(ROWS)
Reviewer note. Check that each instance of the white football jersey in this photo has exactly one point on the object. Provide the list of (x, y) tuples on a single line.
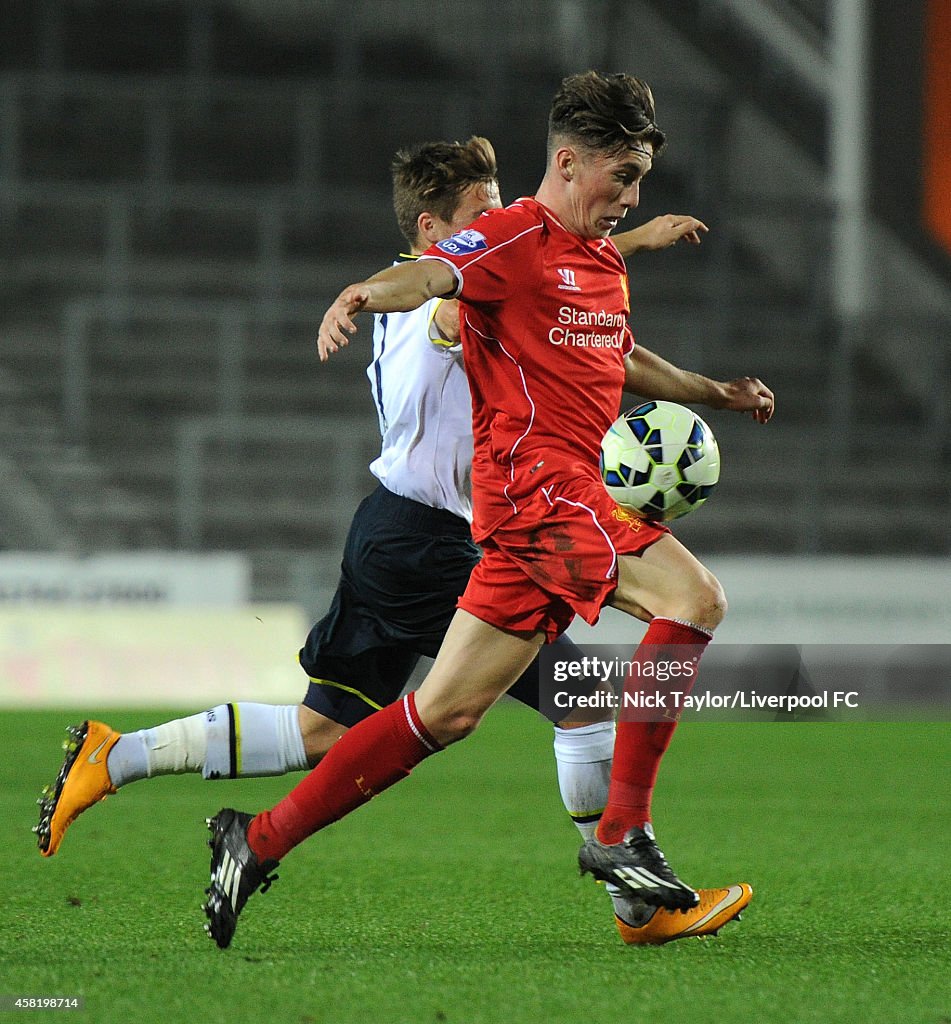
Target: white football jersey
[(422, 396)]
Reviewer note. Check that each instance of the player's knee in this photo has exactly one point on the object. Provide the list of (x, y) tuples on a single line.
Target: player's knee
[(450, 724), (702, 601), (710, 602), (318, 733)]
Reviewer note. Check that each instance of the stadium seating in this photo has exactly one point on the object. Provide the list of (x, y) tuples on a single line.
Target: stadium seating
[(182, 193)]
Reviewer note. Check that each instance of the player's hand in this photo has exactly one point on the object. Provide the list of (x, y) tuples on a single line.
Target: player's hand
[(338, 325), (669, 228), (748, 394)]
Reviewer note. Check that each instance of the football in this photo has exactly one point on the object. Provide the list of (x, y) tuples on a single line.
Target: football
[(659, 460)]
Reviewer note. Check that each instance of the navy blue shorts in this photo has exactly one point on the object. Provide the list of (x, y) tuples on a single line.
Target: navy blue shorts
[(404, 566)]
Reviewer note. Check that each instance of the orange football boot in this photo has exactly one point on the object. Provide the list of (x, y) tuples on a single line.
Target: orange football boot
[(83, 780), (717, 906)]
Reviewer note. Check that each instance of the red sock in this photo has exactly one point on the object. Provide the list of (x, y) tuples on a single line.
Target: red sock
[(369, 759), (641, 745)]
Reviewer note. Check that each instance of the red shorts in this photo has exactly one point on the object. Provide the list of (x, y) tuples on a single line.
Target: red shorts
[(555, 559)]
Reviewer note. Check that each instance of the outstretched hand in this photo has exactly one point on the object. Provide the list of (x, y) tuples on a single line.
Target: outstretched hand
[(671, 227), (748, 394), (338, 325)]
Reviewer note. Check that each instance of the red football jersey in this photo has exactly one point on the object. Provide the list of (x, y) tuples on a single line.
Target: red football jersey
[(545, 332)]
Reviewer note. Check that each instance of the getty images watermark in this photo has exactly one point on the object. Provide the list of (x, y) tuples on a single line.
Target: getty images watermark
[(762, 682)]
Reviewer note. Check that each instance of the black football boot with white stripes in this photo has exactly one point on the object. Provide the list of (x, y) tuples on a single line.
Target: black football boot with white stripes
[(235, 873), (638, 867)]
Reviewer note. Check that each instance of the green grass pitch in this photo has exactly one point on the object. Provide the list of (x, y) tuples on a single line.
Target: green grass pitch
[(455, 897)]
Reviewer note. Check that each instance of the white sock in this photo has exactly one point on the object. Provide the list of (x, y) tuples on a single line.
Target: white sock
[(584, 757), (228, 741)]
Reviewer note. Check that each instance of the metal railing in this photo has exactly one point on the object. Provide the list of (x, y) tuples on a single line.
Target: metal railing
[(336, 443)]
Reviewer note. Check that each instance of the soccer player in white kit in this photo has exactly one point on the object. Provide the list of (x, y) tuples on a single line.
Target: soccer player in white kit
[(407, 558)]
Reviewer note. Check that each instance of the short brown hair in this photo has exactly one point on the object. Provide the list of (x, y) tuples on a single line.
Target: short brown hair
[(610, 113), (433, 176)]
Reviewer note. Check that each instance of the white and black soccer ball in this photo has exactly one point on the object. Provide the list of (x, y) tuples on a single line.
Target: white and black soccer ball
[(660, 460)]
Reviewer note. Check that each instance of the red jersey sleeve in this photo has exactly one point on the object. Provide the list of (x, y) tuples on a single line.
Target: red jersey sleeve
[(492, 254)]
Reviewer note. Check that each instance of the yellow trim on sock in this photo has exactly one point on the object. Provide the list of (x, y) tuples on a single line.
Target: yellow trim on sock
[(238, 765), (574, 815), (348, 689)]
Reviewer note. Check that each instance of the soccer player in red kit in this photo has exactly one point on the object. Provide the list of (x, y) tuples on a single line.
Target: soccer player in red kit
[(548, 352)]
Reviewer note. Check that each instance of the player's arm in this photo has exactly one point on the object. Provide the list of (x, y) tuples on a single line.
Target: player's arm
[(395, 290), (649, 376), (659, 233)]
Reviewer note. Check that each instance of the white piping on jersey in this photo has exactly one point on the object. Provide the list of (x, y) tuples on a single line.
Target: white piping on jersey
[(494, 249), (594, 518), (531, 419)]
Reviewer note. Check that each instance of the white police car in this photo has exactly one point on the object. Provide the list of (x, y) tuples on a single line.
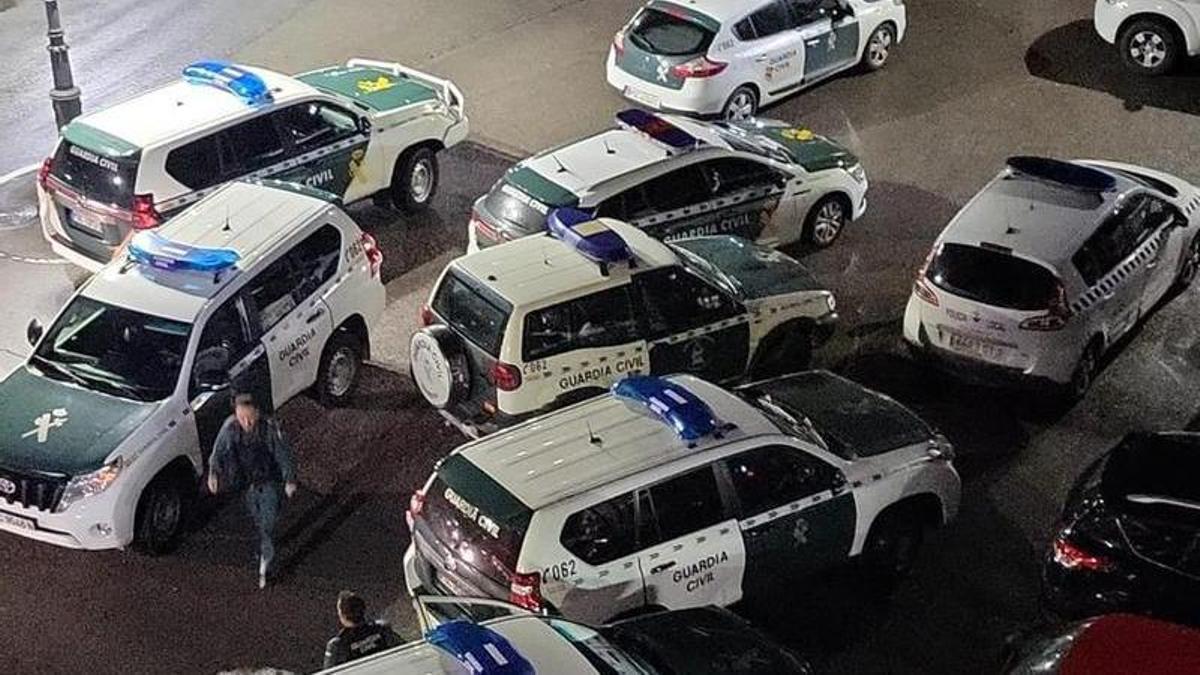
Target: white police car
[(545, 321), (672, 177), (673, 493), (359, 130), (729, 58), (106, 426), (1048, 267)]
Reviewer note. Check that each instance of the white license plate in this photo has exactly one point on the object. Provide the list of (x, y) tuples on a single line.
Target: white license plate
[(17, 521), (642, 97)]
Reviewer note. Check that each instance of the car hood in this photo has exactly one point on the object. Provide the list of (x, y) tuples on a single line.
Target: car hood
[(53, 426), (760, 272)]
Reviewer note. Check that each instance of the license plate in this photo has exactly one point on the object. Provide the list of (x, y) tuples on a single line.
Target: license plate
[(17, 521)]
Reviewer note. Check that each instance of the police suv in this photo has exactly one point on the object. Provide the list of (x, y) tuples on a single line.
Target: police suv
[(672, 177), (545, 321), (673, 493), (108, 423), (359, 130)]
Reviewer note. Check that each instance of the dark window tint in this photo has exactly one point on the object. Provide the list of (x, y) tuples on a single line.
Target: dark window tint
[(687, 503), (100, 178), (601, 320), (197, 165), (478, 314), (603, 532), (675, 300), (993, 278), (769, 477), (659, 33)]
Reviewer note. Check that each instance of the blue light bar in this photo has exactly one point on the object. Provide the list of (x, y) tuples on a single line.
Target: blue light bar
[(586, 234), (479, 649), (658, 129), (155, 250), (685, 412), (234, 79)]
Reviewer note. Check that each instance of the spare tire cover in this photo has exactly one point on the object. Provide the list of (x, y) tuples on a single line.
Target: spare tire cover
[(439, 365)]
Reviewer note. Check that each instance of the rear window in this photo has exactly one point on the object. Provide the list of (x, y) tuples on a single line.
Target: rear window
[(993, 278), (659, 33), (97, 177), (471, 309)]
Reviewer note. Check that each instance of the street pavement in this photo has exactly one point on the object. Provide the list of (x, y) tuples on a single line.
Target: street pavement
[(971, 84)]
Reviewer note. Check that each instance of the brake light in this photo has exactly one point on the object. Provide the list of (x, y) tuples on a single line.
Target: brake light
[(525, 591), (700, 66), (507, 377), (1072, 556), (145, 216), (375, 256)]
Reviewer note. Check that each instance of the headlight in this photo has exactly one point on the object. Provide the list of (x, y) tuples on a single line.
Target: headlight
[(90, 484)]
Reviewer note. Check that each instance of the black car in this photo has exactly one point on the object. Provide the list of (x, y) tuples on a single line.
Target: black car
[(1129, 536)]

(EXERCISE REQUIREMENTS) Rewrite everything from the start of the entries down to the line containing "[(338, 325), (669, 228), (748, 394)]", substituting "Audit note" for each occurrence of "Reviewer note" and changing nothing else. Leave the pictures out of your answer.

(ANSWER TO THIS PROBLEM)
Audit note. Check that each instance of the white football jersey in this photo has exactly one point on the object. Provide the list of (x, y) tuples on a single line.
Target: white football jersey
[(422, 396)]
Audit note. Check that each instance of the player's knee in this photo has exactly one point on the object. Provide the list of (x, y) tuples on a single line.
Target: player's knee
[(450, 724), (702, 601), (710, 602), (318, 733)]
Audit note. Check that each instance of the stadium seating in this photo has exactly one point on the object. Provide the list of (x, y) tuples on a single line.
Target: stadium seating
[(182, 193)]
Audit note. Check that each instance of the player's hand in this photo has exactly one point on the object. Provide the list of (x, y) tuples on a single line.
Target: player's hand
[(338, 325), (669, 228), (748, 394)]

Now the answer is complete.